- Direction
With the pictures left out, return exactly the lines from the one containing "Can you find the dirt" through the end of the listing below.

- Data for this task
***

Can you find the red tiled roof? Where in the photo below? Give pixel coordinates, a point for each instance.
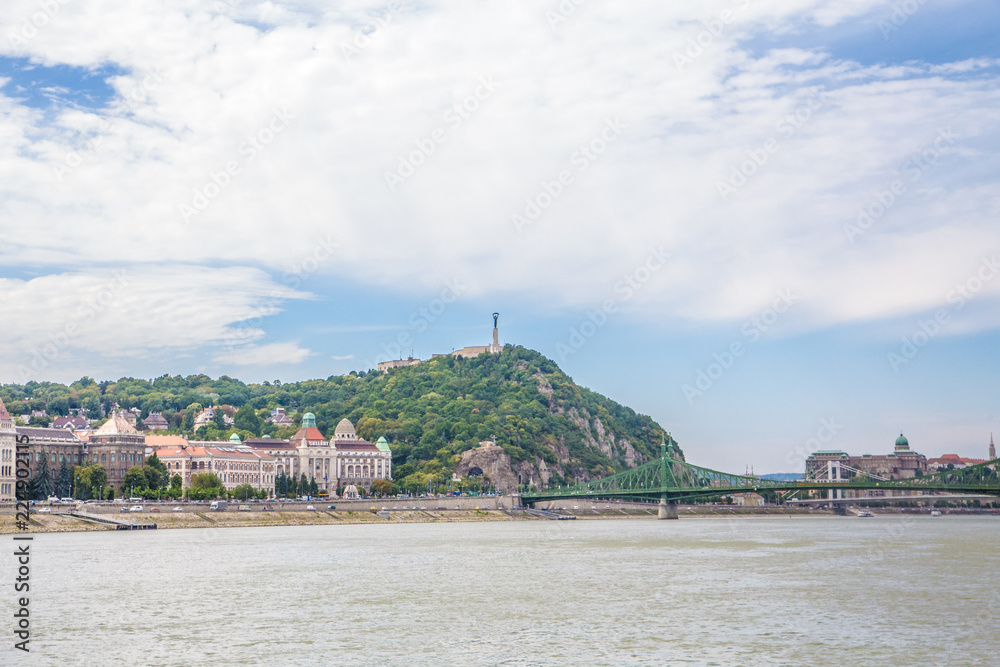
(155, 441)
(354, 446)
(311, 433)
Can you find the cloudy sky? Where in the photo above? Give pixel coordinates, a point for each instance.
(770, 224)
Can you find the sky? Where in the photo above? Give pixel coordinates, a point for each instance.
(772, 225)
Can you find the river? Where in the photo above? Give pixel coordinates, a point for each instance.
(888, 590)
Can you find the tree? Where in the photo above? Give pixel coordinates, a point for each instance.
(206, 485)
(244, 491)
(246, 418)
(65, 479)
(98, 479)
(154, 477)
(41, 485)
(134, 480)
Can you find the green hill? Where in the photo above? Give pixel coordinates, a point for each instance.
(435, 415)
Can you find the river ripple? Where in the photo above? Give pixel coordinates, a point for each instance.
(891, 590)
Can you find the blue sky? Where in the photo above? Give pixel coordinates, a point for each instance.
(280, 190)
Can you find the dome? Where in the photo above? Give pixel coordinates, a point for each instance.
(344, 429)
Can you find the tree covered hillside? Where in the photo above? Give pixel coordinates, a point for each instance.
(550, 429)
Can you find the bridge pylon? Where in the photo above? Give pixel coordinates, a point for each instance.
(667, 509)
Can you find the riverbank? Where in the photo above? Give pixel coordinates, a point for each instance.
(58, 522)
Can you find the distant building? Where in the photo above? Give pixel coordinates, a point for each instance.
(901, 463)
(234, 463)
(117, 446)
(72, 423)
(8, 433)
(343, 459)
(155, 422)
(55, 445)
(279, 418)
(466, 352)
(208, 415)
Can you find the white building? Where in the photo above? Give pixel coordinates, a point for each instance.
(233, 463)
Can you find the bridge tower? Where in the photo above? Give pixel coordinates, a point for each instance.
(667, 508)
(833, 468)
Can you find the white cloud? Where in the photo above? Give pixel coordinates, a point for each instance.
(63, 325)
(320, 181)
(264, 355)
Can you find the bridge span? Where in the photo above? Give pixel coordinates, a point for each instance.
(669, 480)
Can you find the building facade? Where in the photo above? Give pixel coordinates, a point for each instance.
(901, 463)
(342, 460)
(8, 449)
(233, 463)
(116, 446)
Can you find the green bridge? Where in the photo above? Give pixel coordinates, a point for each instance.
(669, 480)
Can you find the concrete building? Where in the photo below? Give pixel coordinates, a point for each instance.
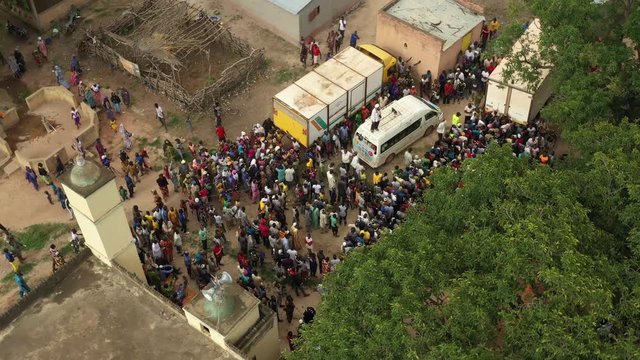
(94, 198)
(292, 19)
(432, 33)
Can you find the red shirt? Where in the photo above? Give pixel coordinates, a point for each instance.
(220, 132)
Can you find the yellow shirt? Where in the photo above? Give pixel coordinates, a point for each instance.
(377, 178)
(494, 25)
(455, 120)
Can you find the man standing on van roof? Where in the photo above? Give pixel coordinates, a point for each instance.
(376, 116)
(342, 26)
(441, 129)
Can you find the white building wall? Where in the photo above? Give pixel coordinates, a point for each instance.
(273, 18)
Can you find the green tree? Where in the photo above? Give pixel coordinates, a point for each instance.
(503, 266)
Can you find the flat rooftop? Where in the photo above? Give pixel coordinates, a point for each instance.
(444, 19)
(96, 313)
(291, 6)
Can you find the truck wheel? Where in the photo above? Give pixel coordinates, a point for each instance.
(390, 158)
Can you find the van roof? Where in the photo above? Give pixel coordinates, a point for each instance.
(358, 62)
(300, 100)
(405, 107)
(320, 87)
(339, 74)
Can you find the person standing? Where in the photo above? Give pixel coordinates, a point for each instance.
(203, 234)
(376, 116)
(289, 307)
(43, 174)
(42, 47)
(32, 178)
(160, 116)
(75, 65)
(23, 288)
(75, 116)
(115, 101)
(315, 51)
(304, 52)
(163, 184)
(354, 39)
(20, 60)
(342, 26)
(76, 240)
(441, 129)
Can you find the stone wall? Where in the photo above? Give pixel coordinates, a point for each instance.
(42, 289)
(88, 135)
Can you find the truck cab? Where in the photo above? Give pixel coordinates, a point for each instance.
(382, 56)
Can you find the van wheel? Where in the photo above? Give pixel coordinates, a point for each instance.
(390, 158)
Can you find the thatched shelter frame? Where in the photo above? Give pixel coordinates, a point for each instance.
(160, 37)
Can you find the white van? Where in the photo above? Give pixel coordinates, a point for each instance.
(404, 121)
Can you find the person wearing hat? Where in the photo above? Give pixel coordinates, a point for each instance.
(42, 47)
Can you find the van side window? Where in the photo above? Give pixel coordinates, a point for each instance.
(429, 116)
(399, 136)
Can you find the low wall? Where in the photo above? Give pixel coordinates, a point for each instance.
(10, 119)
(50, 93)
(42, 289)
(88, 135)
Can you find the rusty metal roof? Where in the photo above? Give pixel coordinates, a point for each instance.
(444, 19)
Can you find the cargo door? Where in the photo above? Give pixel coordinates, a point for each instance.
(292, 124)
(356, 98)
(317, 125)
(497, 97)
(520, 106)
(338, 109)
(374, 83)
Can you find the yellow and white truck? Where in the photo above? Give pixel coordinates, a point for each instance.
(325, 96)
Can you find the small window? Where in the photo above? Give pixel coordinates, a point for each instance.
(400, 136)
(314, 13)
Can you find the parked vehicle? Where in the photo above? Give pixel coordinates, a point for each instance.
(321, 99)
(16, 30)
(404, 121)
(517, 98)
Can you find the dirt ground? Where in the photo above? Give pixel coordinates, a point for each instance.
(241, 109)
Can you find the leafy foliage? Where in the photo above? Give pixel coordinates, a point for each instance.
(36, 236)
(523, 261)
(509, 265)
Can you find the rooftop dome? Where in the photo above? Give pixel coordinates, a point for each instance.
(84, 173)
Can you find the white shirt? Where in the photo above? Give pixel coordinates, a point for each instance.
(159, 112)
(407, 158)
(375, 115)
(288, 174)
(342, 25)
(346, 156)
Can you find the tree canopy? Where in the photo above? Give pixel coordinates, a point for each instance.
(522, 261)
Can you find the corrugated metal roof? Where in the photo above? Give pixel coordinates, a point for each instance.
(444, 19)
(532, 38)
(292, 6)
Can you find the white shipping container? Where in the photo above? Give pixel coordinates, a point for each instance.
(300, 114)
(347, 79)
(329, 93)
(367, 67)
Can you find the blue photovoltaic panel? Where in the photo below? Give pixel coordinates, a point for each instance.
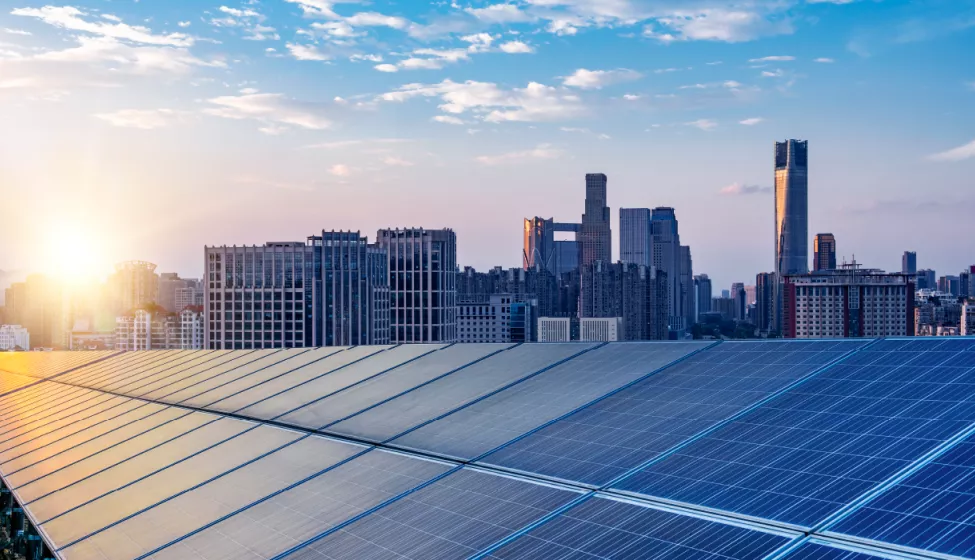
(454, 517)
(616, 434)
(805, 454)
(816, 551)
(500, 418)
(933, 509)
(612, 529)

***

- Output of the task
Can you find the dirt ground? Where in the photo above? Give pixel coordinates, a point for each instance.
(241, 109)
Can you find the leafy foliage? Where in the photo above? Give pixel coordinates, a point for each instance.
(36, 236)
(523, 261)
(509, 265)
Can you find the rooftop dome? Where in the photo above? Give pixel coordinates, a point for each instance.
(84, 173)
Can you find the white shirt? Where in the photo above? Give pixel coordinates, a point for each instance.
(159, 112)
(407, 158)
(375, 115)
(288, 174)
(342, 25)
(346, 156)
Can you find the tree canopy? Where in the photo above? Give pixel coordinates, a point for each instance.
(522, 261)
Can you find the corrugated metal roof? Where in the photo above? Give pixel coordinates, a point for each instance.
(444, 19)
(532, 38)
(292, 6)
Can you find the white shipping container? Where in the photo above? Give pixel coordinates, a point for each instance.
(300, 114)
(347, 79)
(329, 93)
(367, 67)
Can you find the blue photovoltaic panel? Where in the photo below? Give pixel coordinates, a point for each instance.
(454, 517)
(616, 434)
(805, 454)
(816, 551)
(500, 418)
(933, 509)
(612, 529)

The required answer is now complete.